Nach Veröffentlichung zahlreicher Horrorpunk-Perlen geht das Kölner Label Fiendforce überraschende Wege und veröffentlicht mit „Werewolf Order“ ein Album, das so düster und sperrig ist, dass zahlreiche MISFITS-Jünger Reißaus nehmen und sich vor Angst unter dem Bett verstecken werden. Da Bandleader und Namensgeber Shadow Reichenstein nicht nur soundmäßig bewusst aneckt, war ein Gespräch zwischen Deutschland und Texas fällig.

Ich nenne es „Horror-Rock“, gibt Herr Reichenstein auf die Frage zu Protokoll, wie er denn nun seine Soundkreationen beschreiben soll.


„Der Begriff lässt mir viel Spielraum, so habe ich zum Beispiel auf unserem ersten Album ‚Monster Rock‘ eher mit älterer Surf-Musik experimentiert, während ich jetzt, wo ich auch was älter geworden bin, mehr Einflüsse aus den Siebzigern und Achtzigern integriert habe.“

Wobei wohl gerade die Achtziger-Post-Punk/Gothic-Bewegung einen großen Anteil am heutigen musikalischen Output von Shadow Reichenstein hat. Das dürfte die Death-Rocker freuen.

„Ach was, ich mache ja keine Musik für eine bestimmte Zielgruppe“, gibt der Texaner zu verstehen. „Ich will einzig und allein mich zufrieden stellen. Auf ‚Werewolf Order‘ hört man Punk, Death-Rock, 80s New Wave, Rock und sogar etwas klassischen Metal. Die einzige Konstante ist die Horror-Thematik.“

Dass der Düster-Rocker damit keinen MTV-Award einheimsen wird, ist ihm klar.

----

- [Aufgabe a]: Entnimm den Einträgen die Zeilen vom Anfang der Einträge bis einschließlich der Zeile mit „column 182, row 183“ und gib sie unverändert wieder.
Der Textauszug und die Einträge sind voneinander unabhängiges Material.

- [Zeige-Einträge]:
----

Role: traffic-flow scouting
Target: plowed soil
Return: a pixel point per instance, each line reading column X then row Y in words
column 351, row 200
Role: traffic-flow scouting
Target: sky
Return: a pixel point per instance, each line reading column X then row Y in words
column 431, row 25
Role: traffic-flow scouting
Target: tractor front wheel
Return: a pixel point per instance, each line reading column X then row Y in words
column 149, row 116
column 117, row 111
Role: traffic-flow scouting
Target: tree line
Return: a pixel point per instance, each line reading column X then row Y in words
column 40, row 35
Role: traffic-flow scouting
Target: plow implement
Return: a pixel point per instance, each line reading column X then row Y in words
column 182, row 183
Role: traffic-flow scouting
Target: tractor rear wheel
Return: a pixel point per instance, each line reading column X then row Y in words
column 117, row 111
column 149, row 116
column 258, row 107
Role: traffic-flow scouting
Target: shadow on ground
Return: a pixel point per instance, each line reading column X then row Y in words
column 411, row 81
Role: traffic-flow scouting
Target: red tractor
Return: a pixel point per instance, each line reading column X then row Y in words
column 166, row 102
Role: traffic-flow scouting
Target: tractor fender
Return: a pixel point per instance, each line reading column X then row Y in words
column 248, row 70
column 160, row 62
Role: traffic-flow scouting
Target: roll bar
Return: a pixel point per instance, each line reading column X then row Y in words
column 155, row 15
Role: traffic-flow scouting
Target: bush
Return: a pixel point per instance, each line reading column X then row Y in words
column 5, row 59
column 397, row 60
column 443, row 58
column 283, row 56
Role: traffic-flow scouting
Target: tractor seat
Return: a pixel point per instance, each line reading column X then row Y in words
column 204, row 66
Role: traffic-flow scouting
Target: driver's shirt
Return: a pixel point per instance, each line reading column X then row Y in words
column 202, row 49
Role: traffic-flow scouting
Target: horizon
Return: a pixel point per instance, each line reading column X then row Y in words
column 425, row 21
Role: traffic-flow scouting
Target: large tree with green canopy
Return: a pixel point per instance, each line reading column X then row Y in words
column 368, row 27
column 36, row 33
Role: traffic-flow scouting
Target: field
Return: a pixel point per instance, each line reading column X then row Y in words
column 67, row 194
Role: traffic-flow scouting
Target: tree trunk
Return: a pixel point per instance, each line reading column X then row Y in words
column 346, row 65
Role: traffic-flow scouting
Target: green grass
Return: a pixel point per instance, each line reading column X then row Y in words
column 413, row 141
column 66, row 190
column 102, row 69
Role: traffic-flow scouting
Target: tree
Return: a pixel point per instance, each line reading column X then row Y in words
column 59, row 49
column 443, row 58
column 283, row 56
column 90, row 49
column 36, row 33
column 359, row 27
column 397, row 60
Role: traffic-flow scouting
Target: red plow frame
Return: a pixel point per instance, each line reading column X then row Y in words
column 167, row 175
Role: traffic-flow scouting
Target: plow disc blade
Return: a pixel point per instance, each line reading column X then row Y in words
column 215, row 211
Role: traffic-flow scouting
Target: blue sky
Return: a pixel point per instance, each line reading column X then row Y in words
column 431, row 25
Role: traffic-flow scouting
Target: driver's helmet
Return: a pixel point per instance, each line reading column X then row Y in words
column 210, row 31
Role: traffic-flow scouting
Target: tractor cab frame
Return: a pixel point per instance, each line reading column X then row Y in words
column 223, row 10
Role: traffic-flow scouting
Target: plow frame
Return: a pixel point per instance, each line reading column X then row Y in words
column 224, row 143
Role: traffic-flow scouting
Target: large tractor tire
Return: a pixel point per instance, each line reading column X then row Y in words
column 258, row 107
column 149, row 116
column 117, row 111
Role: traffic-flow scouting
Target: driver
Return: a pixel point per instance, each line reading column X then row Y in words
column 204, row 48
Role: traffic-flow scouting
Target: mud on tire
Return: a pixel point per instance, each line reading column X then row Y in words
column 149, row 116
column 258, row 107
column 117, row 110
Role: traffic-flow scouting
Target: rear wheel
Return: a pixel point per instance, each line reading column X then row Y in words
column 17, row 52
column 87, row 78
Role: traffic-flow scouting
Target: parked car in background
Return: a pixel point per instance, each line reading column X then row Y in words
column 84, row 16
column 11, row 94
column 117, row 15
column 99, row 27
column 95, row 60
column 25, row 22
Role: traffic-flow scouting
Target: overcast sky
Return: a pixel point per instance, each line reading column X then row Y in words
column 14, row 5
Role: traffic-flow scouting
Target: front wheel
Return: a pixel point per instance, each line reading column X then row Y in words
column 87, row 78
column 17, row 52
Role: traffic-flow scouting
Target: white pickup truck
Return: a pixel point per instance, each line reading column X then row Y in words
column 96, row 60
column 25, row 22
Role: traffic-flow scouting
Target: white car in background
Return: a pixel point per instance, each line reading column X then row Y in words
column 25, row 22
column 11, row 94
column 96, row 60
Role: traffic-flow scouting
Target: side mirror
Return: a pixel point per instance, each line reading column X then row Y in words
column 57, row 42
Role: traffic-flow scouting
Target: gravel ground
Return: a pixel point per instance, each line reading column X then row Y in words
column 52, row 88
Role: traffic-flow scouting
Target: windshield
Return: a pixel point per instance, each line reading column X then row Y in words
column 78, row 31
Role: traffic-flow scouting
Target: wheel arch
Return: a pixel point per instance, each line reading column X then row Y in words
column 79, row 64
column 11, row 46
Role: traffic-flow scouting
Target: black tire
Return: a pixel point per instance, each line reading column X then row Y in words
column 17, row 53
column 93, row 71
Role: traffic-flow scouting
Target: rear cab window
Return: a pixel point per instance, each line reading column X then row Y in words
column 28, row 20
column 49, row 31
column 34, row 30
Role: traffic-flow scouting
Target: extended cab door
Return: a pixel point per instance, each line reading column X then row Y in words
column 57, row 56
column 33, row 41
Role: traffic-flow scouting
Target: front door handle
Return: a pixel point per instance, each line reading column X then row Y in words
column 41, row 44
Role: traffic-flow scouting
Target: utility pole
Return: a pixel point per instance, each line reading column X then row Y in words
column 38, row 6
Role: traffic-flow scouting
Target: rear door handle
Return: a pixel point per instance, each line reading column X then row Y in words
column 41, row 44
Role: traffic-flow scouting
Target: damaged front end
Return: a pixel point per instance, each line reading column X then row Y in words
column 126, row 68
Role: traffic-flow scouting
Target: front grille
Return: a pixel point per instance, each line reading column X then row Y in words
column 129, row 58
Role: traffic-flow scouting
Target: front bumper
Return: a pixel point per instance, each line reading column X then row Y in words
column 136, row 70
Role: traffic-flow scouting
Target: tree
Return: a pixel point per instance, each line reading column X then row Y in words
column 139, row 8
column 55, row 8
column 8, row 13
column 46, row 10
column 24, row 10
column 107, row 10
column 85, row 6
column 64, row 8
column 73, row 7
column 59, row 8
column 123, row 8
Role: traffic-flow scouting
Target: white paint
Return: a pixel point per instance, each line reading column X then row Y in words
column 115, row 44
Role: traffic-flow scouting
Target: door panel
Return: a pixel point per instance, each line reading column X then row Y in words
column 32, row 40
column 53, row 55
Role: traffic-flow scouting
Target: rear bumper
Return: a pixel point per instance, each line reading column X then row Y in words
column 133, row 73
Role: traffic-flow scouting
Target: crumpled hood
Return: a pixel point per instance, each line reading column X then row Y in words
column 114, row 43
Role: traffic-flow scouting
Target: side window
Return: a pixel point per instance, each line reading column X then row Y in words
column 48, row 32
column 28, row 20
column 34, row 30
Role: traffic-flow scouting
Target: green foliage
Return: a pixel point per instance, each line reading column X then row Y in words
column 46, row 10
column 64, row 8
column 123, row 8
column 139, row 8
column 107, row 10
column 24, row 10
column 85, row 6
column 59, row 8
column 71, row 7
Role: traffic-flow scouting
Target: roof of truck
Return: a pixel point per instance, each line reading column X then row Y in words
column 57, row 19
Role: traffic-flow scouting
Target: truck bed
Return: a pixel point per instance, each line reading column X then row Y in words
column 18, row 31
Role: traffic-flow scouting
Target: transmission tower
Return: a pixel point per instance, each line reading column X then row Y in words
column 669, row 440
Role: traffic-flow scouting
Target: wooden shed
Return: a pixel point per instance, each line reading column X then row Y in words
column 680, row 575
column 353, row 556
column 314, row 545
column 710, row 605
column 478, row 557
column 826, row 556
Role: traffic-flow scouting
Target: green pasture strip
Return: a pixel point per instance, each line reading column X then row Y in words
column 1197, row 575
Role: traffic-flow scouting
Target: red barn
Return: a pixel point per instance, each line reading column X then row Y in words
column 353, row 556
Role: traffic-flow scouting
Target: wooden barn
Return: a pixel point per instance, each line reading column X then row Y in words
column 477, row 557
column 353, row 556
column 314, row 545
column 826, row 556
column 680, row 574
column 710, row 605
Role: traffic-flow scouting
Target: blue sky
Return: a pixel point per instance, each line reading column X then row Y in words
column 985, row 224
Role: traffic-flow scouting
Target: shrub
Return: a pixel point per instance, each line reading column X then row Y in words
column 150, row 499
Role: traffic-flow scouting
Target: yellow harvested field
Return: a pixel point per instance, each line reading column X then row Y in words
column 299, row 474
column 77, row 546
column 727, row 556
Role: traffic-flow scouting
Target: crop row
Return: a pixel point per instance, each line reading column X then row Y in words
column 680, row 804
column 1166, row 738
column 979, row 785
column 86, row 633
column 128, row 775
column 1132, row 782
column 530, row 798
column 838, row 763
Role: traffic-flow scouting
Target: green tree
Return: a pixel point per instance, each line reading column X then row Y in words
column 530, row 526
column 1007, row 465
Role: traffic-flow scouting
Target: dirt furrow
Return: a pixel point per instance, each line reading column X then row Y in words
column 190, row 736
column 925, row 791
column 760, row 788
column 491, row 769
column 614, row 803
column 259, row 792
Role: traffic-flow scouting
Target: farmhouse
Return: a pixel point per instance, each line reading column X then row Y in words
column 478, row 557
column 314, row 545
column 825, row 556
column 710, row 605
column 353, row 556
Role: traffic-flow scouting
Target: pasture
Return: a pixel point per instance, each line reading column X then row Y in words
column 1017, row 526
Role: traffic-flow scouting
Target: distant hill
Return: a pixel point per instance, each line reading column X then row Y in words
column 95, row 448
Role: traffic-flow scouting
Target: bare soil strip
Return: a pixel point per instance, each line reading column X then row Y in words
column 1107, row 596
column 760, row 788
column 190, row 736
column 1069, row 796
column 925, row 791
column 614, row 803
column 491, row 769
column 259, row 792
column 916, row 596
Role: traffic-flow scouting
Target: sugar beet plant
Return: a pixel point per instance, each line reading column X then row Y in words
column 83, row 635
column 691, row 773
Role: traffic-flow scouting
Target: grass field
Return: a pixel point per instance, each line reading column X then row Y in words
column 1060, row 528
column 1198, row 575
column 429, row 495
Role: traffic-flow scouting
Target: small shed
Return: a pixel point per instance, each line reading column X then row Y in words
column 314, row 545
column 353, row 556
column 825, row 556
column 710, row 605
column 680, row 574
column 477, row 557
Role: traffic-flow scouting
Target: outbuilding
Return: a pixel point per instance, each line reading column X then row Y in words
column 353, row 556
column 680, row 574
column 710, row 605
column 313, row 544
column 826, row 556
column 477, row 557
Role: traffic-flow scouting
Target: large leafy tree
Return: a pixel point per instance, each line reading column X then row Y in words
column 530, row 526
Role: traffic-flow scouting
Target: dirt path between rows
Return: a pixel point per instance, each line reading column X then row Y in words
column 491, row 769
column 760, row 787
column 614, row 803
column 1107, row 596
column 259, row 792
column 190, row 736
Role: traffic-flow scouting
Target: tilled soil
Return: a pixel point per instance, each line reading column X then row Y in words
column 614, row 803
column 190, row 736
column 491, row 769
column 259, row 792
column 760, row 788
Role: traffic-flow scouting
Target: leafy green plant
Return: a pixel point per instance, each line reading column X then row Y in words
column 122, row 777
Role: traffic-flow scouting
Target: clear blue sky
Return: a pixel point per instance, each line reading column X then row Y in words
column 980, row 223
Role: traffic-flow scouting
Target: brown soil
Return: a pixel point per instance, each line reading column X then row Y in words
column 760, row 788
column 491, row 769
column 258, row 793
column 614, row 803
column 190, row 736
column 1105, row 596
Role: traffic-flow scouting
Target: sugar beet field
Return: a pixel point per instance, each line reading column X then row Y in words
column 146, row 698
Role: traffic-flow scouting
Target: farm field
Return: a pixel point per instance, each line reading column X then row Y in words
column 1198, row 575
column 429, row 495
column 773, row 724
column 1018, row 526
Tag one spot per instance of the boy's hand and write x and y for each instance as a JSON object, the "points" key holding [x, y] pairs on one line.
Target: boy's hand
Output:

----

- [Aufgabe b]: Mit welchem Begriff beschreibt Shadow Reichenstein laut dem Textauszug seine Musik?

- [Antwort a]:
Role: traffic-flow scouting
Target: plowed soil
Return: a pixel point per instance, each line reading column X then row Y in words
column 351, row 200
Role: traffic-flow scouting
Target: sky
Return: a pixel point per instance, each line reading column X then row Y in words
column 431, row 25
Role: traffic-flow scouting
Target: tractor front wheel
Return: a pixel point per instance, each line reading column X then row Y in words
column 149, row 116
column 117, row 111
Role: traffic-flow scouting
Target: tree line
Return: a pixel point per instance, each line reading column X then row Y in words
column 40, row 35
Role: traffic-flow scouting
Target: plow implement
Return: a pixel point per instance, each line reading column X then row Y in words
column 182, row 183

- [Antwort b]: Er nennt sie „Horror-Rock“.